- Excerpt to read -
Wednesday 19 January 2022

565 Four to Doomsday: Part Two

EPISODE: Four to Doomsday: Part Two
OVERALL EPISODE NUMBER: 565
STORY NUMBER: 118
TRANSMITTED: Tuesday 19 January 1982
WRITER: Terence Dudley
DIRECTOR: John Black
SCRIPT EDITOR: Antony Root
PRODUCER: John Nathan-Turner
RATINGS: 8.8 million viewers
FORMAT: DVD: Doctor Who - Four to Doomsday

"The only organic life aboard is in the Flora chamber. This compound is not me. This is me!"

- Record list -

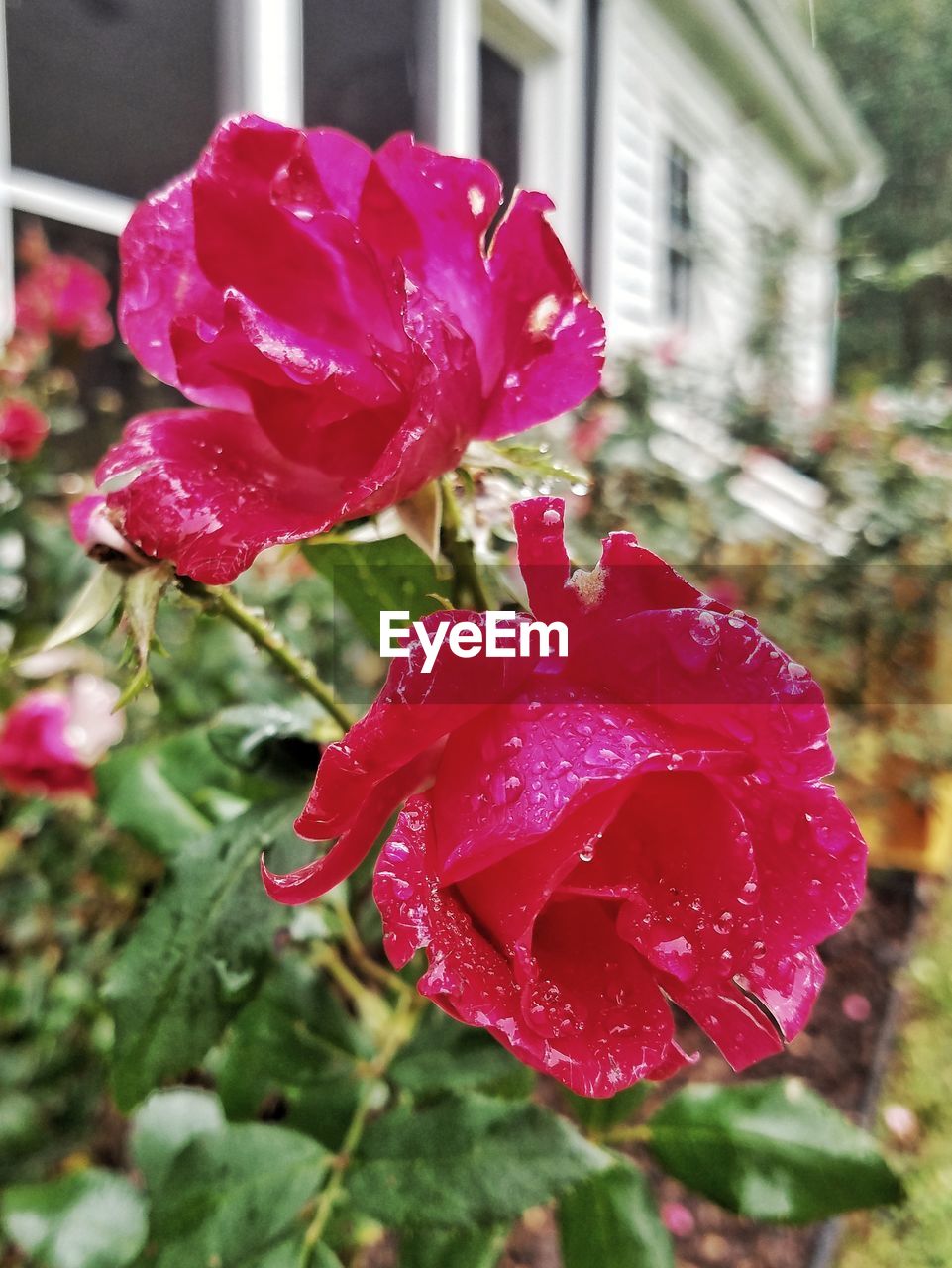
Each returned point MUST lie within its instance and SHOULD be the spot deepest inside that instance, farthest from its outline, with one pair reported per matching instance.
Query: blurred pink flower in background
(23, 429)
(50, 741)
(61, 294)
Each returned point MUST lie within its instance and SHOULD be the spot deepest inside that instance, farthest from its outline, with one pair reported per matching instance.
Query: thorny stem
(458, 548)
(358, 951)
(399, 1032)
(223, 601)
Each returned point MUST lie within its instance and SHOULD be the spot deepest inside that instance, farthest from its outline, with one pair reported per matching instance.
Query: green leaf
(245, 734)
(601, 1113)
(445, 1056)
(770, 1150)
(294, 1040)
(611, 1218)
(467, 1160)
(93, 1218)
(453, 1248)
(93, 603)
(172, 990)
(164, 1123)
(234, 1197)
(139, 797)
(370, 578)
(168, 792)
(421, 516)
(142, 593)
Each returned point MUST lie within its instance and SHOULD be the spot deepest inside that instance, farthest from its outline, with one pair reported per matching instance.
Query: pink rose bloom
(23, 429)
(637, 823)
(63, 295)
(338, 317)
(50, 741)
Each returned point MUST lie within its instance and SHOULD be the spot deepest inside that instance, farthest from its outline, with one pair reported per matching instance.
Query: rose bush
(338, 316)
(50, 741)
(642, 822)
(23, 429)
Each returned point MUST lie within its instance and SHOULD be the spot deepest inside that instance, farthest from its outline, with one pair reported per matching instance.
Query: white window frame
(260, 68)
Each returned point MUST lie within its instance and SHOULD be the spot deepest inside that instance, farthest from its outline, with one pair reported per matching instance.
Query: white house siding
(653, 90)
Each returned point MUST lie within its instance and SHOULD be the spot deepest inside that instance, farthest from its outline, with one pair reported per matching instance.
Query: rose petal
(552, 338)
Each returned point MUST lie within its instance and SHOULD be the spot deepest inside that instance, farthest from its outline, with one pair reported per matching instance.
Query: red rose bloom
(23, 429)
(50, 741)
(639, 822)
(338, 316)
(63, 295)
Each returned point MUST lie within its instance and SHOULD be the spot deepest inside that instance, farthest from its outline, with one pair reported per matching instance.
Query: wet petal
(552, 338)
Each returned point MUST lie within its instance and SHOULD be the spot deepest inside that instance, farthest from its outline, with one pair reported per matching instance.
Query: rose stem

- What is asked -
1. In the Four to Doomsday entry, who is credited as the director of the episode?
2. Carry on the Four to Doomsday episode entry from the point where it stops.

- Answers provided -
1. John Black

2.
Tegan is amazed that Persuasion & Enlightenment now wear bodies & clothes that are exact copies of the sketches she made. Monarch, worried that Bigon may be revealing too many of their secrets orders a recreational to entertain his guests but en route separates Nyssa & Adric from the Doctor. The Doctor & Tegan witness Aztec, Aboriginal & Chinese Dragon dancing, but while they watch Bigon asks to speak with them in private. Nyssa and Adric wander the ship witnessing many things they find strange. Tegan is appalled when one of the competitors in a Greek gladiatorial bout is killed and flees the recreational pursued by the Doctor. Adric & Nyssa see the gladiator walk into the chamber they are in and been instantly restored to full health by a machine at which point he & his opponent take Nyssa & Adric captive. Bigon tells the Doctor that Monarch has been journeying back & forth between Earth & Urbanka, first visiting over 35,000 years ago when Kurkutji was taken. The Doctor wonders how organic life can have survived that long but Bigon reveals that the only organic life aboard is in the floral chamber: all the humans on the ship and android replicas!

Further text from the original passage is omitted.